TEXT UNDER STUDY:
▼▼▼

- Born: April 26, 1926 New York City, U.S.
- Died: December 9, 2024 (aged 98) New York City, U.S.
- Education: High School of Music & Art
- Alma mater: Hunter College Howard University College of Medicine
- Employer: Beth Israel Hospital

= Melissa Freeman =

American physician (1926–2024)

Melissa M. Freeman (April 26, 1926 – December 9, 2024) was an American physician based at the Beth Israel Medical Center.

== Early life and education ==
Freeman was born in The Bronx, New York on April 26, 1926. Her grandfather was born a slave in the 1850s, and was a teenager when the Emancipation Proclamation was signed. Freeman grew up in Williamsburg, Brooklyn. She attended High School of Music & Art, where she most enjoyed physiology and social work. She graduated Howard University College of Medicine in 1955, where she attended night classes and worked several day jobs. She was one of only 4 women in a class of 150 students.

▲▲▲

Natural language descriptions of regions:
▼▼▼

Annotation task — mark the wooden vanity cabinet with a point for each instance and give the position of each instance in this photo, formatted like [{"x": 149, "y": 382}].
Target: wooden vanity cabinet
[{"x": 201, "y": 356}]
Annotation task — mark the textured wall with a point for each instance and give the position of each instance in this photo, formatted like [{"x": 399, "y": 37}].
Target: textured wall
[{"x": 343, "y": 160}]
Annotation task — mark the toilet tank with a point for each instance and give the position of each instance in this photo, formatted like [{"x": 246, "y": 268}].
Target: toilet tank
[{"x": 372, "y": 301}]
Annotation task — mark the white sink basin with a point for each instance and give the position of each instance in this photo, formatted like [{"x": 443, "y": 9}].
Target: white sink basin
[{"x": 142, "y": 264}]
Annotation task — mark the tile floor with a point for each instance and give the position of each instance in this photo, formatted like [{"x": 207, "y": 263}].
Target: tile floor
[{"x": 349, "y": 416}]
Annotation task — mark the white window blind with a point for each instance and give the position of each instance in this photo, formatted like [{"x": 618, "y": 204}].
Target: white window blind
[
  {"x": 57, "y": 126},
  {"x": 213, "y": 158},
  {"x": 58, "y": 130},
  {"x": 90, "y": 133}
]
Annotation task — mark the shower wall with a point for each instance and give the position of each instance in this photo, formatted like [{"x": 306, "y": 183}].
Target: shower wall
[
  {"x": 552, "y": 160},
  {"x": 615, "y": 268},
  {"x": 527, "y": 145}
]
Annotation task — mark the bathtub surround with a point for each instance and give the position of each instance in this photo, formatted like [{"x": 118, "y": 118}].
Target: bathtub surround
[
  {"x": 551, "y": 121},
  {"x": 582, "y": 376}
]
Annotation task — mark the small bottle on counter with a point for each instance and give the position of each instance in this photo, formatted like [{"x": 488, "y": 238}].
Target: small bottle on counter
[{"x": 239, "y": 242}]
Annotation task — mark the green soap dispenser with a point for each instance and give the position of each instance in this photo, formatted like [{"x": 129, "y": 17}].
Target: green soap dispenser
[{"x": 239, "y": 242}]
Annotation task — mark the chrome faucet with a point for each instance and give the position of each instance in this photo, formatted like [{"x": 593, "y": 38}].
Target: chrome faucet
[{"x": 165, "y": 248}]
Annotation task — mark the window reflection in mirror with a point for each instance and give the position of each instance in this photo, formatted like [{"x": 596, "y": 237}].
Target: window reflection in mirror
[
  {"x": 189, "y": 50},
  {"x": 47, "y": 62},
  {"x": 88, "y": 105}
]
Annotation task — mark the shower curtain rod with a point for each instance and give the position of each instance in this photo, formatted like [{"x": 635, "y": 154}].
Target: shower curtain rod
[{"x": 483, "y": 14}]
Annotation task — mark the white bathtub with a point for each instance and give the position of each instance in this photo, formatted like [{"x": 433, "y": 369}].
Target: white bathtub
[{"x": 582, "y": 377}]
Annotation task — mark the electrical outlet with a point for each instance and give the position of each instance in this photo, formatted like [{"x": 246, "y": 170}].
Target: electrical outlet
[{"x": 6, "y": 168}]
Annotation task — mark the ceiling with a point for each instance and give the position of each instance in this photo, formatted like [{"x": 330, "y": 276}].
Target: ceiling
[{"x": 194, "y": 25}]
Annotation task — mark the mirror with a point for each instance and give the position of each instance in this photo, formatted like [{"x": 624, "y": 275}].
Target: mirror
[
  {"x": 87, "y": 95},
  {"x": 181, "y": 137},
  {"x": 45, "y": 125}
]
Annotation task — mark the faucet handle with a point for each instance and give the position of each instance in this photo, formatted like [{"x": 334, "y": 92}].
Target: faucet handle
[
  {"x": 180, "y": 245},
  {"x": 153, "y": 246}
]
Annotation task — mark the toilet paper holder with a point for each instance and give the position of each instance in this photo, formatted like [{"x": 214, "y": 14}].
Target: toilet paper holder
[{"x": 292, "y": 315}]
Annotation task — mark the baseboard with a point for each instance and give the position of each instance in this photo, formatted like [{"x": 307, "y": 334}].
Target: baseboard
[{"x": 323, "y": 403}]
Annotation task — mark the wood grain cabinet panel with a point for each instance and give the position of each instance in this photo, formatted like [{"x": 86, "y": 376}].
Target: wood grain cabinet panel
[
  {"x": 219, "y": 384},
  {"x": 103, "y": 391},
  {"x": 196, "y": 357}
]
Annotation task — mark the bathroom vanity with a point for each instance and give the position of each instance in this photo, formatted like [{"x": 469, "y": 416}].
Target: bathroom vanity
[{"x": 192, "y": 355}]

▲▲▲

PROBLEM DETAILS:
Print the full Melissa Freeman biography again, word for word.

EXERCISE ANSWER:
- Born: April 26, 1926 New York City, U.S.
- Died: December 9, 2024 (aged 98) New York City, U.S.
- Education: High School of Music & Art
- Alma mater: Hunter College Howard University College of Medicine
- Employer: Beth Israel Hospital

= Melissa Freeman =

American physician (1926–2024)

Melissa M. Freeman (April 26, 1926 – December 9, 2024) was an American physician based at the Beth Israel Medical Center.

== Early life and education ==
Freeman was born in The Bronx, New York on April 26, 1926. Her grandfather was born a slave in the 1850s, and was a teenager when the Emancipation Proclamation was signed. Freeman grew up in Williamsburg, Brooklyn. She attended High School of Music & Art, where she most enjoyed physiology and social work. She graduated Howard University College of Medicine in 1955, where she attended night classes and worked several day jobs. She was one of only 4 women in a class of 150 students.